*Written task A*:
Count the lines in the records below that contain the string "pants". Case counts. Give only the number.

# # #

Among the first people on the train we had the biggest choice of seats. I don’t know why I sat on the sunny side of the train. The relatively short journey would take over an hour as we stopped every couple of minutes at another station. 

Eventually we arrived at Porretta Terme the end of the line. The place is much busier than I expected and quite lively. The hotel Helvetia where we are staying  is very welcoming and the rooms are big enough and comfortable. 

We have one hour to ourselves before we are due to meet up again with the group. Maggi and I are late. The restaurant recommended by the receptionist doesn’t have a website so we can’t book or check it out beforehand. However after drinking a Negroni at another bar we go into the recommended Tuscana restaurant to have our evening meal. 

All very good and when we left Maggi and I went to our room but Helen and Fiona decided to use the spa, while their husbands went to the bar for one or two Negronis. 

On Saturday morning we awoke to a sunny day and a very good breakfast at the hotel. Maggi stayed behind to use the swimming pool and jacuzzi while we picked up our packed lunches and set off on the first of our three walking days. 

Overlooking Poretta Terme

We left Porretta Terme behind quite quickly and climbed. We did a lot of climbing. In fact we more or less climbed continuously for two hours. The  lush green countryside, recently doused with heavy rain, looked rich and bountiful. Woods surround you on much of the walk, chestnut, beech, oaks and firs dominate.

# # #

*Written task B*:
Decide whether each statement agrees with the trip account above. For each one, answer yes or no and quote the words from the account that decide it. (i) The hotel where they stayed was the Helvetia. (ii) Maggi joined the others on the first walking day. (iii) On the first walking day they climbed more or less continuously for three hours.

# # #

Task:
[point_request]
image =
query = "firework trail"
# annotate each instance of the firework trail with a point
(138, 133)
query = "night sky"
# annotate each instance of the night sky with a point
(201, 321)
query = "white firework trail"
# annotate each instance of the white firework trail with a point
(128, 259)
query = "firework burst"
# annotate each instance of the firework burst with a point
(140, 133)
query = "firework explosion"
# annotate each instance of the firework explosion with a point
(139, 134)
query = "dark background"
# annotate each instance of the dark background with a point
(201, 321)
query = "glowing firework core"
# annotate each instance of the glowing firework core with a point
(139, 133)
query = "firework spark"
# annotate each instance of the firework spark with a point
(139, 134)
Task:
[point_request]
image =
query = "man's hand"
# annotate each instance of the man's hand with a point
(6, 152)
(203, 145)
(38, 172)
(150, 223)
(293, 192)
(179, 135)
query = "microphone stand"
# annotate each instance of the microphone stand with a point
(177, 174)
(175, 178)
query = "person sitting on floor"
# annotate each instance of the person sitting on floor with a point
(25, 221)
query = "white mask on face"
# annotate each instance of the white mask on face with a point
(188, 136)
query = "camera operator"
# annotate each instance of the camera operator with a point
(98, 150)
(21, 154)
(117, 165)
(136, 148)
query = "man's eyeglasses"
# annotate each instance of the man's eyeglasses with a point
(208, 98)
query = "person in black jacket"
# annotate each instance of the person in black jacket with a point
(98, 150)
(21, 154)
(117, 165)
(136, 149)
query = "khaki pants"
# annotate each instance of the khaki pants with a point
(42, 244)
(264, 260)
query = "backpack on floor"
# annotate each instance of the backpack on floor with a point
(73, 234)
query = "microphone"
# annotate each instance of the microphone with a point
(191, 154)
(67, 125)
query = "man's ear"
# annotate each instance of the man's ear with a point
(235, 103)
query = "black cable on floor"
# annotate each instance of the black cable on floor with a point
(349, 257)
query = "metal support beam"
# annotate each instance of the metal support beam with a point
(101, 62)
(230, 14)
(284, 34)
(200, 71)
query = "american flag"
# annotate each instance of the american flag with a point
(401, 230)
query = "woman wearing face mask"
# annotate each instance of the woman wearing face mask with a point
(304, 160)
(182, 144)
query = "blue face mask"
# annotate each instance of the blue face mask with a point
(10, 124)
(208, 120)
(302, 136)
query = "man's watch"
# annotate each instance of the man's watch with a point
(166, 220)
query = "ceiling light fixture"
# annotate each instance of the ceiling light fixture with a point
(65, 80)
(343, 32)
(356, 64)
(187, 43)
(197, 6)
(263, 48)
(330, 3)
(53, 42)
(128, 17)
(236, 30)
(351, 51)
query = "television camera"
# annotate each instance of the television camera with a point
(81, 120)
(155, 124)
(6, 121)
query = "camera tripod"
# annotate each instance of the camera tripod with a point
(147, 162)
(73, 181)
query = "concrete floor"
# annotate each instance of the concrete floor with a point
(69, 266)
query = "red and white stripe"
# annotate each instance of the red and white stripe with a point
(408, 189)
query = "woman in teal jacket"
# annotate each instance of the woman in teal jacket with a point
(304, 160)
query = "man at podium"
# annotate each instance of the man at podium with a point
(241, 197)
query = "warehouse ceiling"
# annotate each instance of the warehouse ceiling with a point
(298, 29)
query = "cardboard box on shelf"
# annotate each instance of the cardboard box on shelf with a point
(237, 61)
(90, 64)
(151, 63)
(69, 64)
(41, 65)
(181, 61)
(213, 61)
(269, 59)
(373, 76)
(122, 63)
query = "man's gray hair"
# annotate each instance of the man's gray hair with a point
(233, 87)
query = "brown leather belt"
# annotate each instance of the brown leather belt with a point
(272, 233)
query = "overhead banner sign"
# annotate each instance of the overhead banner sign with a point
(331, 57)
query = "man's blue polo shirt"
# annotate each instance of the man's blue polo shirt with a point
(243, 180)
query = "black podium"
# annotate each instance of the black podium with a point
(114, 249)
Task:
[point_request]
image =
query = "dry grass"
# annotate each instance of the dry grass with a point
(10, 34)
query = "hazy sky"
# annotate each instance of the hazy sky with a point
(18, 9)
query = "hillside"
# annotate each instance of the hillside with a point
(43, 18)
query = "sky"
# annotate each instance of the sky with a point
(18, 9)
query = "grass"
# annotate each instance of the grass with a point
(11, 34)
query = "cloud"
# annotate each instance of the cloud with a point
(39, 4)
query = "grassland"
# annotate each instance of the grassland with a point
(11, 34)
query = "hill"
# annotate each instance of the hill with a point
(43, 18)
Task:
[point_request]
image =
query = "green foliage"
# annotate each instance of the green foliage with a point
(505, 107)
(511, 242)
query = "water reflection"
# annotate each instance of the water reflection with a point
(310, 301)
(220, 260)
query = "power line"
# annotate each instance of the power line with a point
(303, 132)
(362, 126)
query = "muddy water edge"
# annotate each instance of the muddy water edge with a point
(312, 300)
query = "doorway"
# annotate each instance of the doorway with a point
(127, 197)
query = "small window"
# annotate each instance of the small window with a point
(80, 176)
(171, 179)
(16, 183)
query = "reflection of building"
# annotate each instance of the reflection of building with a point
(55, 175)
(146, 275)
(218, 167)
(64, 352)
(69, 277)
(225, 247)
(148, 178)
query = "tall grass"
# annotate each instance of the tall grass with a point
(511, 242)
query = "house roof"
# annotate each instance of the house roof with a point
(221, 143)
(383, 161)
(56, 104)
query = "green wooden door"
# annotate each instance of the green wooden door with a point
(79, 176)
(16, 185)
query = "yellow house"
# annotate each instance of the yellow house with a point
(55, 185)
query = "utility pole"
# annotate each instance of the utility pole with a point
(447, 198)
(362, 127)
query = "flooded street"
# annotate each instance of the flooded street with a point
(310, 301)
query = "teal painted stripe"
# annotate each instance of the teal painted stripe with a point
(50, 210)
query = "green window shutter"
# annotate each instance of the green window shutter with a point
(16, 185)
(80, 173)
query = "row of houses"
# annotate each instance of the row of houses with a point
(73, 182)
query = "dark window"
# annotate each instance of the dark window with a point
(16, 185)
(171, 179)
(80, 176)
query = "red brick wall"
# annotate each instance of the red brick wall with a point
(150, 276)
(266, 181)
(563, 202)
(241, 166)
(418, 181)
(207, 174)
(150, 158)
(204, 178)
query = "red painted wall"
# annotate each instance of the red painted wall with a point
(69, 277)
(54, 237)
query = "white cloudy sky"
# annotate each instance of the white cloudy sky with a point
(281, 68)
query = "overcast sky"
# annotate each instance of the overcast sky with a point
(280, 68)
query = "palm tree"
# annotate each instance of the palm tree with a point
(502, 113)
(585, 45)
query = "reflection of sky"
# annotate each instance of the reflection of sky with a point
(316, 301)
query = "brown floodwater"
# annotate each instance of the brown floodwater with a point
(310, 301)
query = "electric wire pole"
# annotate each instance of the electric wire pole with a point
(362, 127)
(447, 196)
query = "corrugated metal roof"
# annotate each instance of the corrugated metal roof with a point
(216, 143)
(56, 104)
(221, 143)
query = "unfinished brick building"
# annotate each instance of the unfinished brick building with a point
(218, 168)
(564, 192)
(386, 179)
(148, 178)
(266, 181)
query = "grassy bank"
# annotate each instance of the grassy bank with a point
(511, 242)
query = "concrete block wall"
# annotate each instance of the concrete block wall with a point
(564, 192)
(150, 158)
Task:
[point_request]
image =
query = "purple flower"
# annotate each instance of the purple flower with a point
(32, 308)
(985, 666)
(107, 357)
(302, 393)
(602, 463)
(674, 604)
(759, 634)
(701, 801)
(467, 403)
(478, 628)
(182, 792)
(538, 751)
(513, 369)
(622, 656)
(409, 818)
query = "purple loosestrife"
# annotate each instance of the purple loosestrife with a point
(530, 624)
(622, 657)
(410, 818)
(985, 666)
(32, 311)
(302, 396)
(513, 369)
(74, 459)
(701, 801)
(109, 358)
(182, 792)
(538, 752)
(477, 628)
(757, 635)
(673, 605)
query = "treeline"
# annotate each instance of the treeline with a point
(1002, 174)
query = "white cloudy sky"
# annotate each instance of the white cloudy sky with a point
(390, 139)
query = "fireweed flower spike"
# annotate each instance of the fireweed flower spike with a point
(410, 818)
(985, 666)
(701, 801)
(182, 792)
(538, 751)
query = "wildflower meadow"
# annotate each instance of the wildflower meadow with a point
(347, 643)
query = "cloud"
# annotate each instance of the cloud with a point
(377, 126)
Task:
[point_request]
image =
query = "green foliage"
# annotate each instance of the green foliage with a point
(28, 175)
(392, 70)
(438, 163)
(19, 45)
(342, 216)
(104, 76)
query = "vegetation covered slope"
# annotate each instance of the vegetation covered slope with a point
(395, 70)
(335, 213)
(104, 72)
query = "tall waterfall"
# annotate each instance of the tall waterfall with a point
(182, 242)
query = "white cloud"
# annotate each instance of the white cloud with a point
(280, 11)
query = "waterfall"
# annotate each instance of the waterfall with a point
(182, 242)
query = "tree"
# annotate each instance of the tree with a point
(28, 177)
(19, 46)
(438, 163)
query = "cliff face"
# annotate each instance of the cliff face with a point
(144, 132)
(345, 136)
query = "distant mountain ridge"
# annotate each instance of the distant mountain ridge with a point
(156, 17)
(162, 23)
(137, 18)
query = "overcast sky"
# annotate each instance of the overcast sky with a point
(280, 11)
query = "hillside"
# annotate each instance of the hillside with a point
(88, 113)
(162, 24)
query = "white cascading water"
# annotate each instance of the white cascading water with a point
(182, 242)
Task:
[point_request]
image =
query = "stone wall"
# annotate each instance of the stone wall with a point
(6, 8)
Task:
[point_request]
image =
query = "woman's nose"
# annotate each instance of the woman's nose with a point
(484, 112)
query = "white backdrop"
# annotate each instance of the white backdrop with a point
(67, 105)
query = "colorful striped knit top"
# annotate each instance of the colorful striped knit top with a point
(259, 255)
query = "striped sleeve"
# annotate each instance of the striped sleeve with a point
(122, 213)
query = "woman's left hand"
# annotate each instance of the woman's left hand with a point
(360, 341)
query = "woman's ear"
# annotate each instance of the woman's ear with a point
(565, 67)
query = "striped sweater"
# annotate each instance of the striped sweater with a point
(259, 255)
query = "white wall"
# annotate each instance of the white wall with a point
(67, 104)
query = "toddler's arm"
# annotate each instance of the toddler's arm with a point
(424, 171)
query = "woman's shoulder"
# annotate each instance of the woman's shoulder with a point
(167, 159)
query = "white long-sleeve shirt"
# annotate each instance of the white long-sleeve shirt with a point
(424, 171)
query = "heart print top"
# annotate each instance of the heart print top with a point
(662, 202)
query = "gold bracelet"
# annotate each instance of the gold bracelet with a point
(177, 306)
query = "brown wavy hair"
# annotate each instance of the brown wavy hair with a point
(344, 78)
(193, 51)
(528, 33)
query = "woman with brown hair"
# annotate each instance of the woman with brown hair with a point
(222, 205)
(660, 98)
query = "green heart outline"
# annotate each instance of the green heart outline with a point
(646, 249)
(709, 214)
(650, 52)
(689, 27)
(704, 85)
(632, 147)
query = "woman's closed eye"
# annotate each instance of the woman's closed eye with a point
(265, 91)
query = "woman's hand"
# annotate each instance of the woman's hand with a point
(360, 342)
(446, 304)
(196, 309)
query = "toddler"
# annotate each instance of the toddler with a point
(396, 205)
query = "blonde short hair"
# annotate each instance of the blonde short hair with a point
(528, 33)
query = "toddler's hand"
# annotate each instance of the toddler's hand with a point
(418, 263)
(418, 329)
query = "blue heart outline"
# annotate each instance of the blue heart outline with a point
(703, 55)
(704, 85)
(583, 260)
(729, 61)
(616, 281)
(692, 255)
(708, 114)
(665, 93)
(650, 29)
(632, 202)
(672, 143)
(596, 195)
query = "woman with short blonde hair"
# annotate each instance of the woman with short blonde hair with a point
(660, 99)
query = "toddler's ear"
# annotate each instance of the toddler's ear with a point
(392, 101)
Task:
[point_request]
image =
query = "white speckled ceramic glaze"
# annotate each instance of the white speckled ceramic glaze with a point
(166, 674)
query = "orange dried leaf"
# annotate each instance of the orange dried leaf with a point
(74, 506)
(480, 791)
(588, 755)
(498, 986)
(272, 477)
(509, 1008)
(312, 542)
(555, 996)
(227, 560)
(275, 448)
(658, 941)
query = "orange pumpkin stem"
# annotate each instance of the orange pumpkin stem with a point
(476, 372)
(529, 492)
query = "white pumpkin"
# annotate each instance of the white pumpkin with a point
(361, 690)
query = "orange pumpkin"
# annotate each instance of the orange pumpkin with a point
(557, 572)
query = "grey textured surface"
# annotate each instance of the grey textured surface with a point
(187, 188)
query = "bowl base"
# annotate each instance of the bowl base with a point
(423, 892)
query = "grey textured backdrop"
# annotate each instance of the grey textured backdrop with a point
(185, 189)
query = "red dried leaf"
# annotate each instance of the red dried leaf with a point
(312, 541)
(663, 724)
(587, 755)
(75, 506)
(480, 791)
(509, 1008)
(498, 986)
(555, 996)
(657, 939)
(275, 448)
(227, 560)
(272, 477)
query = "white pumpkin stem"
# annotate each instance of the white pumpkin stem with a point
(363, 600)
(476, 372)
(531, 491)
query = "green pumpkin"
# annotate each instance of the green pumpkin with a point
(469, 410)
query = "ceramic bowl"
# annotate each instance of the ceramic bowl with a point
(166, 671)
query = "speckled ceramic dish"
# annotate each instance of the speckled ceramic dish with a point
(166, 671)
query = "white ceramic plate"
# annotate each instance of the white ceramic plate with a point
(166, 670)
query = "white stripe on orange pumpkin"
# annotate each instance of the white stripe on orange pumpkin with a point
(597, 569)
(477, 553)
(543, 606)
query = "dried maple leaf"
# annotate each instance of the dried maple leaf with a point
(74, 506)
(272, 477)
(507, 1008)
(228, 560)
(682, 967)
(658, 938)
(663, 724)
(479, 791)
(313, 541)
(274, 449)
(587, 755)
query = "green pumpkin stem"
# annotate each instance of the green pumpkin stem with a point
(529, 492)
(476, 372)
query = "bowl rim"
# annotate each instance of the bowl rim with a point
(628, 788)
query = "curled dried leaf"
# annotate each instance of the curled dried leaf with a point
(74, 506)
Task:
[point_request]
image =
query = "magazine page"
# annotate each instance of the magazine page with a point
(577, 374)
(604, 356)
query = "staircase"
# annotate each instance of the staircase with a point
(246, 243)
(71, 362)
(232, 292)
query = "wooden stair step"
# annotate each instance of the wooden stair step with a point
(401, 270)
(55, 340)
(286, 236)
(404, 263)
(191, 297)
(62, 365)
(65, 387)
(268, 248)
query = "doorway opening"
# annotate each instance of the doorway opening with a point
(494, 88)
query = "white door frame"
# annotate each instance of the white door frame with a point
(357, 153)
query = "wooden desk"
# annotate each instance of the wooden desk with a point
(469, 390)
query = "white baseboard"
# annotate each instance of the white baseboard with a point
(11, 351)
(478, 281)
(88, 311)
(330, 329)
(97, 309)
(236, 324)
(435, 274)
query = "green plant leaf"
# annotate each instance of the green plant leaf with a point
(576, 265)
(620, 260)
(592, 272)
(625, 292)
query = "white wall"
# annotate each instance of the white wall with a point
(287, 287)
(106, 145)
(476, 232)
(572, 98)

# # #

*Written reply A*:
2

*Written reply B*:
(i) Yes: "The hotel Helvetia where we are staying"
(ii) No: "Maggi stayed behind to use the swimming pool and jacuzzi"
(iii) No: "we more or less climbed continuously for two hours"